Show all lines containing "white" from the data below.

SOURCE RECORDS ::

________________________

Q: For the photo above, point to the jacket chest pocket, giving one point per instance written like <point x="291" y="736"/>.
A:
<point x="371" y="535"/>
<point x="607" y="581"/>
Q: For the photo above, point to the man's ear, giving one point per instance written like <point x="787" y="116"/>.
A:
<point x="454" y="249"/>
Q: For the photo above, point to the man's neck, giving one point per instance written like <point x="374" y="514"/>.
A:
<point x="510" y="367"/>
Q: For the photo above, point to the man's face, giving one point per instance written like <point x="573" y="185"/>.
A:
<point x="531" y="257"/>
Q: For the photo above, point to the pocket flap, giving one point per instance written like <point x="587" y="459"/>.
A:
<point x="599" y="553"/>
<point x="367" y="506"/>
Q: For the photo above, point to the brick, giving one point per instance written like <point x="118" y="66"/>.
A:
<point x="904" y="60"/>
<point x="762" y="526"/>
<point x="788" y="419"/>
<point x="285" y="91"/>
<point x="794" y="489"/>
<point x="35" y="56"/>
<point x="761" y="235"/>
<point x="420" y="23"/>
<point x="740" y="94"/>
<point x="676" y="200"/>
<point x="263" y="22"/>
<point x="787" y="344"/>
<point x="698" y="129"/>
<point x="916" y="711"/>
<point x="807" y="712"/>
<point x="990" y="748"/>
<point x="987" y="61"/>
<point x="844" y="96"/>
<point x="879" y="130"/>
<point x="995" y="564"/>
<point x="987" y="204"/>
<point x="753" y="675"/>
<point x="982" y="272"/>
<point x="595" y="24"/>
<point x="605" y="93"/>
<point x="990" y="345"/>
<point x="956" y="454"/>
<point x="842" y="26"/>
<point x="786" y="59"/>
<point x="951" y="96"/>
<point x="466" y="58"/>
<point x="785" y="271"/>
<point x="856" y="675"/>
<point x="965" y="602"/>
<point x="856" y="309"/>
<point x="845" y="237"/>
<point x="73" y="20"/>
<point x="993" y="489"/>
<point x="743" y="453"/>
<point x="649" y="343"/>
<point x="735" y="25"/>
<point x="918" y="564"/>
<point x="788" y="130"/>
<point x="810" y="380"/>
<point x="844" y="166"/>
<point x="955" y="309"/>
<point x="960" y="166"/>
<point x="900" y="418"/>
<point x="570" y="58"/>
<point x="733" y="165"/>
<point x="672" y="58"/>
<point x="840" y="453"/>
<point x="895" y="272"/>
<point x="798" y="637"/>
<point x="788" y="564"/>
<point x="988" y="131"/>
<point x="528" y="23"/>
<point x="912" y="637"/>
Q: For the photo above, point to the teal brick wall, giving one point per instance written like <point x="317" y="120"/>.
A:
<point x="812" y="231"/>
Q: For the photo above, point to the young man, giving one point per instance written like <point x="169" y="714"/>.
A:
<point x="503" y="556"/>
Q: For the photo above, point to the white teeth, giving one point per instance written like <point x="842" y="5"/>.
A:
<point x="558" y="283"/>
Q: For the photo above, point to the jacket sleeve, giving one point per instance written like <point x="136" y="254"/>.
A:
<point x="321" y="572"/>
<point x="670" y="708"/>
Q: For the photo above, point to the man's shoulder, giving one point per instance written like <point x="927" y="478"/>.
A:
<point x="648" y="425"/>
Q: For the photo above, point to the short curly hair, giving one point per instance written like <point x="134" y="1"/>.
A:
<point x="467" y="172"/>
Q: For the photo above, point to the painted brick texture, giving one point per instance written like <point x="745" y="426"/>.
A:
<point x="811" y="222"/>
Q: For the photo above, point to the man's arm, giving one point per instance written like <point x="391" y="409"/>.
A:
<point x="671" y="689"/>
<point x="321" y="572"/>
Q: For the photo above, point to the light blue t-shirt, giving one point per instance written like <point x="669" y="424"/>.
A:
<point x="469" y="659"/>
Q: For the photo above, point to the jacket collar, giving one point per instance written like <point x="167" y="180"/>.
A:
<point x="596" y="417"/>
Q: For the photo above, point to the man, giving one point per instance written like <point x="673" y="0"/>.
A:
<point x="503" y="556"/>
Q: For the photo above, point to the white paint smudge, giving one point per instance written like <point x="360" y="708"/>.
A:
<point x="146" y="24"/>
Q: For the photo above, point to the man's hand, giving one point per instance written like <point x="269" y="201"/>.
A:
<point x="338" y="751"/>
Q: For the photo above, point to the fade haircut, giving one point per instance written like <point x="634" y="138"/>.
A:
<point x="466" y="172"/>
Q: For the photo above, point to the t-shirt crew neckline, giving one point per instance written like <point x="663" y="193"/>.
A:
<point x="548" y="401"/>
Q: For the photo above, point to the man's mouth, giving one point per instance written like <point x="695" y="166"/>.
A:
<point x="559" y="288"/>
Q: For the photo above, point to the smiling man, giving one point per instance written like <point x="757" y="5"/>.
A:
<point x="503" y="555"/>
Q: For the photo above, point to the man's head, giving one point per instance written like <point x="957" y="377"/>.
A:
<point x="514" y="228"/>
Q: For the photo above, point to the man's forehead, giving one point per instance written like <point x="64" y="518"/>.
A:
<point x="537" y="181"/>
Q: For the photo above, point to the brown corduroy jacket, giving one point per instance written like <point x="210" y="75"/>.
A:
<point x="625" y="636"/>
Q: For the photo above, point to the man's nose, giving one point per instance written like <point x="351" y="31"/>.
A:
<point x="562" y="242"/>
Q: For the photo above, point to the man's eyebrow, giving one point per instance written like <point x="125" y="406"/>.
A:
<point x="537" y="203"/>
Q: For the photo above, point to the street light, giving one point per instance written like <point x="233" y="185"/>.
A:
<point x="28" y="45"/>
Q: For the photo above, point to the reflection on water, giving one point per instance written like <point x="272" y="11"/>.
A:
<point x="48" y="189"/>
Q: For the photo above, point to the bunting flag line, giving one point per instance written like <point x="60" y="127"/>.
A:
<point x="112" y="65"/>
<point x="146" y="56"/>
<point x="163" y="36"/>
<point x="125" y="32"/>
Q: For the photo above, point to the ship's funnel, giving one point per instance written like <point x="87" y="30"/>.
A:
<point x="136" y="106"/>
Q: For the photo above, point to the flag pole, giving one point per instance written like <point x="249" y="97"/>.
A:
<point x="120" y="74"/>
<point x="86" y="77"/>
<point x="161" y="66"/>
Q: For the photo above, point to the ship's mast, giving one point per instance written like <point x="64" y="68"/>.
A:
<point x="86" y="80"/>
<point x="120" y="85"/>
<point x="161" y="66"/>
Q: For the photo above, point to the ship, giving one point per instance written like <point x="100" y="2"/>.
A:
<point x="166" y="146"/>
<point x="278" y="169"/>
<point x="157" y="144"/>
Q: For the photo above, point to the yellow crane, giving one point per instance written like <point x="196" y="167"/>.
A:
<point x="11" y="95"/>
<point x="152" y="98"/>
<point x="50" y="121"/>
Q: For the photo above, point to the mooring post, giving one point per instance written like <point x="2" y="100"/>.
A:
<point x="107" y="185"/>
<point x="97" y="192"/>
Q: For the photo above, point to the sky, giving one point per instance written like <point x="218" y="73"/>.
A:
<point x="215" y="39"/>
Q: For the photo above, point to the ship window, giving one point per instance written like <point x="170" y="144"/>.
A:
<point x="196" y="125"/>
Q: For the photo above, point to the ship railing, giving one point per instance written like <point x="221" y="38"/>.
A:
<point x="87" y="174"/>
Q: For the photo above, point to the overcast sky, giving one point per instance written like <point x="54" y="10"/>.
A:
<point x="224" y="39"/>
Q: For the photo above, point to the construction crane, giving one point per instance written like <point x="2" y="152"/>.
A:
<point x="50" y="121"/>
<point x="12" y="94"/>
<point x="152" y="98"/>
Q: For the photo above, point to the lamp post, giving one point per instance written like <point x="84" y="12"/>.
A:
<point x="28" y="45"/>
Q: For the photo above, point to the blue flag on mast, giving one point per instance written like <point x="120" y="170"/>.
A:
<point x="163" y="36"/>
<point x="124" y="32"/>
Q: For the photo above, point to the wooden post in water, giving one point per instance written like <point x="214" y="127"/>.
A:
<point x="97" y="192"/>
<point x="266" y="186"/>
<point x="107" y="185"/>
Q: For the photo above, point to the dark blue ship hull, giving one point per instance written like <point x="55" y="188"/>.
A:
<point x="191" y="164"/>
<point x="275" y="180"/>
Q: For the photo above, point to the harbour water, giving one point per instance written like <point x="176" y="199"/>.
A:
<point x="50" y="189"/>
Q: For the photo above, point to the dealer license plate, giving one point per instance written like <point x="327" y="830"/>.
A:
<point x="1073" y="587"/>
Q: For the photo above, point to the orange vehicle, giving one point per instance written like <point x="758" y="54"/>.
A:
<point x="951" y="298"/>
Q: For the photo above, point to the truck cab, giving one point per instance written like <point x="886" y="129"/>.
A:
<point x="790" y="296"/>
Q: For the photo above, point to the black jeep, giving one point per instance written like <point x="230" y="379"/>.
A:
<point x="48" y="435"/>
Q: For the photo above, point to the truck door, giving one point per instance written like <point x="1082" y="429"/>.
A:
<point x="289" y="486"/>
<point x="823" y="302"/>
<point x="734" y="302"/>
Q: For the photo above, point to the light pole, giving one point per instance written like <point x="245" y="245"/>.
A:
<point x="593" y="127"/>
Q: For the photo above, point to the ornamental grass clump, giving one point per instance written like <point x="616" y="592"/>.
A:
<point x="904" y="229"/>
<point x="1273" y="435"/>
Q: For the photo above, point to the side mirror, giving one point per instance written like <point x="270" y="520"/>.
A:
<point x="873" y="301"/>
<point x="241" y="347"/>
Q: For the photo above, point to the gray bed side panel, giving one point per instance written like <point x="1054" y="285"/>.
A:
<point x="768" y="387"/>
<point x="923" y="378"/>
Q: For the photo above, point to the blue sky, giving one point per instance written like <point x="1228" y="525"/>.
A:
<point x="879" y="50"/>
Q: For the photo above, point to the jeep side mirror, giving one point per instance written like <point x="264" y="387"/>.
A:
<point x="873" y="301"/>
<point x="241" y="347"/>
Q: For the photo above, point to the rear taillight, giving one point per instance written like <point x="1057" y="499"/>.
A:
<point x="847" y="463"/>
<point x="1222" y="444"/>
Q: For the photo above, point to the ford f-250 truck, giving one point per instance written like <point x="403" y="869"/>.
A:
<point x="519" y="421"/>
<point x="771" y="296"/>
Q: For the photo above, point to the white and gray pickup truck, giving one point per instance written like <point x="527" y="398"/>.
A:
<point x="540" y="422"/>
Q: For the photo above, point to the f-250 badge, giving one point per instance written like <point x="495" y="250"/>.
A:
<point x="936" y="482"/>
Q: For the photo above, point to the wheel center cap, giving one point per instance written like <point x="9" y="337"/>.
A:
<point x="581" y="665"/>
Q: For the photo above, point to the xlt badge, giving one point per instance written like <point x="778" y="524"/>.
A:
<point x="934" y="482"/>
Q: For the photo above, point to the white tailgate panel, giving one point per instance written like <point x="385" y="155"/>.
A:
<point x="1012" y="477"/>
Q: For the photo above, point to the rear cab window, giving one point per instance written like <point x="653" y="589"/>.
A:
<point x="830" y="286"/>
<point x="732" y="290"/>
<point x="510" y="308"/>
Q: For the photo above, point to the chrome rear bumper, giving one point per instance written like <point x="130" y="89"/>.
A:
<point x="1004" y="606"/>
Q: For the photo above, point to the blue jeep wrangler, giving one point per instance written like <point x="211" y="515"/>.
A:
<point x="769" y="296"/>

________________________

SOLUTION FOR THIS PROBLEM ::
Q: For the photo above, point to the white teeth, giving one point per instance written like <point x="842" y="5"/>.
Q: For the photo above, point to the white paint smudge, giving one point per instance written like <point x="360" y="708"/>.
Q: For the photo above, point to the white and gray pickup truck, giving one point per instance written like <point x="527" y="398"/>.
Q: For the photo above, point to the white tailgate panel, giving one point per instance written like <point x="385" y="155"/>.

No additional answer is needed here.